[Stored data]
***

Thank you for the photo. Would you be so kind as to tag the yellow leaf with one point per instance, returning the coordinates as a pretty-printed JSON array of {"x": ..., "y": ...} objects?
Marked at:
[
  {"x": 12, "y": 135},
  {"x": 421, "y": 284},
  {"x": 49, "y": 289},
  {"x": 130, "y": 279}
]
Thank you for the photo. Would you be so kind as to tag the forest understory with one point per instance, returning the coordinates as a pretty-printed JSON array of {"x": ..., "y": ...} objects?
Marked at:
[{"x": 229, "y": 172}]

***

Objective
Reproduce the material above word for word, keeping every line and character unchanged.

Completed task
Thank you for the photo. Would you be so kind as to tag the yellow leaf with one point per instance, returning the coordinates as a pretty-printed JSON array of {"x": ..., "y": ...} objects?
Marked at:
[
  {"x": 12, "y": 135},
  {"x": 421, "y": 284},
  {"x": 49, "y": 289},
  {"x": 130, "y": 279}
]
Thank you for the photo. Would you be so kind as to tag the forest understory with one point per instance, returning the coordinates as a pretty-printed JSON array of {"x": ..., "y": ...} objects?
Marked at:
[{"x": 229, "y": 172}]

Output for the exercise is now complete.